Report each line in the items below that contains the word "face", copying every such line in full.

[start]

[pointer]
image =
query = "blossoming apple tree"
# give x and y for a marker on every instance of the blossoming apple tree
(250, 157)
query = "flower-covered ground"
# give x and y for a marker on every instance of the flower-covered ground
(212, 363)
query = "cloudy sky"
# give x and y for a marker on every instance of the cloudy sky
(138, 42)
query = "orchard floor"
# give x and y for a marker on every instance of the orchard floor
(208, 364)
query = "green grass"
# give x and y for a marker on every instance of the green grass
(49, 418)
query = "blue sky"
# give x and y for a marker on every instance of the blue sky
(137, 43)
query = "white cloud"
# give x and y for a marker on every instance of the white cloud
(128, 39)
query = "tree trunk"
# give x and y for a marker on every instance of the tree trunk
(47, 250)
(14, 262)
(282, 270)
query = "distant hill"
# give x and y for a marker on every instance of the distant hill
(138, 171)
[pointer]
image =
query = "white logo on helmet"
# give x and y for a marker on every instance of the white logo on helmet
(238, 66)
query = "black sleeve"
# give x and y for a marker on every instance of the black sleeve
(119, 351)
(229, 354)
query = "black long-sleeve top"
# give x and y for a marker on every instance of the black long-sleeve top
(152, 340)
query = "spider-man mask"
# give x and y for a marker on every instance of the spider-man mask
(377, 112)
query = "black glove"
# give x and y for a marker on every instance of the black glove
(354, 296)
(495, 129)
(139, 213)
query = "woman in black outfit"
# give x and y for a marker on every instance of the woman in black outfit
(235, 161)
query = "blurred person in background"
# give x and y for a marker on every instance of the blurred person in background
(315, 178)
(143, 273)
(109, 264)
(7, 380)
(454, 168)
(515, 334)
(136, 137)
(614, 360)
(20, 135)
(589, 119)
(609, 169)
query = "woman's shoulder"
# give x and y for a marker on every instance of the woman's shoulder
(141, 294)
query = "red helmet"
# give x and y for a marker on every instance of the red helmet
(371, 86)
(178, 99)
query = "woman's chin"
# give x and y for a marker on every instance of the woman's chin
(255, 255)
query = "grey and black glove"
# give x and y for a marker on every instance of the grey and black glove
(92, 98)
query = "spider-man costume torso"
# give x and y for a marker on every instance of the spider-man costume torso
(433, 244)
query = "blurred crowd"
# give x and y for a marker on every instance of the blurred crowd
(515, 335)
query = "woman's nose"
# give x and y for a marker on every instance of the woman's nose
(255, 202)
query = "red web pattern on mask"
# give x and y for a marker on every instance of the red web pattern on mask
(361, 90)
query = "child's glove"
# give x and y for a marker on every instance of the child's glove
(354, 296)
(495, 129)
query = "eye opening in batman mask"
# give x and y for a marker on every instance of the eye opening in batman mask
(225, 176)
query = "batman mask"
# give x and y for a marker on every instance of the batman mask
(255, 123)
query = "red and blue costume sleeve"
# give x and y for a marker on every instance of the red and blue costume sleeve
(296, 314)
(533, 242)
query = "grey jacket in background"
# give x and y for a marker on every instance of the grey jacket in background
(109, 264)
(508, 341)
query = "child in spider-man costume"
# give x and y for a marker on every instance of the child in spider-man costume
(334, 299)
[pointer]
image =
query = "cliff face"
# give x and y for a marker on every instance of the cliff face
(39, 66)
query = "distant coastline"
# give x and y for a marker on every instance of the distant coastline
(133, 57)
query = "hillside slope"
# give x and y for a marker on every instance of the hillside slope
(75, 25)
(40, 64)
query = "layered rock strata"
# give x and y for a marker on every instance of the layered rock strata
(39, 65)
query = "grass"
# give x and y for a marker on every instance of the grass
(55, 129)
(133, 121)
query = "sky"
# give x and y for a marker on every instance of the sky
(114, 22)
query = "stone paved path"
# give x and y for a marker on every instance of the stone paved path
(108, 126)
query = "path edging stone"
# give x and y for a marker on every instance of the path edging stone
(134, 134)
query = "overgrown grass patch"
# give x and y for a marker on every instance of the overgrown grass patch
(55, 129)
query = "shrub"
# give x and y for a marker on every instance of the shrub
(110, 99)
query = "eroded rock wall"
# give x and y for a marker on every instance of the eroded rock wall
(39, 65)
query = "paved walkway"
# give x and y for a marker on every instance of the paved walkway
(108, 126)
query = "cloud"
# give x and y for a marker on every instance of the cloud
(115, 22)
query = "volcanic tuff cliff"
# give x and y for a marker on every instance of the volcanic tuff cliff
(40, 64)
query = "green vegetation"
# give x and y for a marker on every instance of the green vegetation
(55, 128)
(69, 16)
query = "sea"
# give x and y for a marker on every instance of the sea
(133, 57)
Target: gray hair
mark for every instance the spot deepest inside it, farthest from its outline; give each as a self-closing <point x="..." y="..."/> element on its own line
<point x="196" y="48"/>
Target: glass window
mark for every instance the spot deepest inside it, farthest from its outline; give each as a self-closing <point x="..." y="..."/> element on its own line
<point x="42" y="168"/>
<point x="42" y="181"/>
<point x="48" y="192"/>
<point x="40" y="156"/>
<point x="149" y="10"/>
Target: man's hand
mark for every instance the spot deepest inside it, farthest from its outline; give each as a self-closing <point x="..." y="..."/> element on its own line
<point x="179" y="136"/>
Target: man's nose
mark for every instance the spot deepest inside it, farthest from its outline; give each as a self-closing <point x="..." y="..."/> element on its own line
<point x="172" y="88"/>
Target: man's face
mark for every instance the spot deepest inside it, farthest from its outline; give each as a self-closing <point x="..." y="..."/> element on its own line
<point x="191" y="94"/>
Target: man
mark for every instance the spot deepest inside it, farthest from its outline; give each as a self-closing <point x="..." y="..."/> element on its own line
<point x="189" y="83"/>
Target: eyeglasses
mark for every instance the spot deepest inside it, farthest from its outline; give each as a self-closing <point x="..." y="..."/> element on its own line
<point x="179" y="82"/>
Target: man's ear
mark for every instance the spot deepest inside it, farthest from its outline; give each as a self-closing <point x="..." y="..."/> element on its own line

[end]
[start]

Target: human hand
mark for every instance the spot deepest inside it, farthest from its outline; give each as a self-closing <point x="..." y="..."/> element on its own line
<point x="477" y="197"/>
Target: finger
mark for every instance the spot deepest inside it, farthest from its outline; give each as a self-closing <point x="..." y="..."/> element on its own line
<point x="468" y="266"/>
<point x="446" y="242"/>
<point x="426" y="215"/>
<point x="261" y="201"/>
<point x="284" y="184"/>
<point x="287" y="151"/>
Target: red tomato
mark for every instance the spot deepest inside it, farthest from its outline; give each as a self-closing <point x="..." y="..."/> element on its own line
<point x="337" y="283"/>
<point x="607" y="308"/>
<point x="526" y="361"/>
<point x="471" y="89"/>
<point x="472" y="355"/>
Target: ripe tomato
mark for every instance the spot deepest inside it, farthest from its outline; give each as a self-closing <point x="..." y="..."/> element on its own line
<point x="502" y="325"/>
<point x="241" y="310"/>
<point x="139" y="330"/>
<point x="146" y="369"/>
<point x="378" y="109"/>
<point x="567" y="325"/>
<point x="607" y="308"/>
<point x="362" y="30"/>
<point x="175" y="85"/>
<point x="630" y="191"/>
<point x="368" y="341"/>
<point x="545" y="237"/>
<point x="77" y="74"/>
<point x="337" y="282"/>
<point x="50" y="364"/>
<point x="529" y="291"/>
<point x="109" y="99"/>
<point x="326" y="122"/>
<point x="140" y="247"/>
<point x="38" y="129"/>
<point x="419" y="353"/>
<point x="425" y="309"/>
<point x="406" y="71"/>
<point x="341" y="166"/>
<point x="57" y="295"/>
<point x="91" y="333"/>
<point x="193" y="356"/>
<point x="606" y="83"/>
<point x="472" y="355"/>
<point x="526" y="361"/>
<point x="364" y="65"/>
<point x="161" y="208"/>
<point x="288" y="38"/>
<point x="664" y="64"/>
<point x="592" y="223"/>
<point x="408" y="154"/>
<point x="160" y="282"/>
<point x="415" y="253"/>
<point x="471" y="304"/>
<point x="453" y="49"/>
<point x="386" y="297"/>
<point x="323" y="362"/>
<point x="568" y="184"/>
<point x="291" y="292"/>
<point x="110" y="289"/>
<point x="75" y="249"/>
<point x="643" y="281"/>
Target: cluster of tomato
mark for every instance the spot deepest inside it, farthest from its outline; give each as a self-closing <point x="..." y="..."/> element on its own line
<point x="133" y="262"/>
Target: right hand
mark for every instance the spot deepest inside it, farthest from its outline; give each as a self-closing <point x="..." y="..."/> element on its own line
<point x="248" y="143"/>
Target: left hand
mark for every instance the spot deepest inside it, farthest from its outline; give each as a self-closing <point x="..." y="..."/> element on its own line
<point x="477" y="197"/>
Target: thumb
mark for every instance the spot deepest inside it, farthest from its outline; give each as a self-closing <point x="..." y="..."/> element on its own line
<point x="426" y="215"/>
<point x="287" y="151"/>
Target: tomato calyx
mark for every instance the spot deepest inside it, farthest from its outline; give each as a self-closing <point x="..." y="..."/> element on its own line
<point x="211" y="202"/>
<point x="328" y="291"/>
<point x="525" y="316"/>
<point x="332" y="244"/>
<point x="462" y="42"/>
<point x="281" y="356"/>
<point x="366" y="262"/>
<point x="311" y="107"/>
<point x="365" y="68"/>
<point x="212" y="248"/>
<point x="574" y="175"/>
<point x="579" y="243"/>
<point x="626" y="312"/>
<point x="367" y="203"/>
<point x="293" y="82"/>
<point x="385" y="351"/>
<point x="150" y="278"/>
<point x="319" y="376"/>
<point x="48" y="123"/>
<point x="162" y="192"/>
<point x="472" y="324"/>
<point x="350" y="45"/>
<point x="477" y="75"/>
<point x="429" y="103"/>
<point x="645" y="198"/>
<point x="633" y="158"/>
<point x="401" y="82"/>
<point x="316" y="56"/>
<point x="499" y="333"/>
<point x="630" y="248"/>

[end]

=== Result below ===
query = "cliff face"
# give x and y for a marker on every instance of the cliff face
Target: man's face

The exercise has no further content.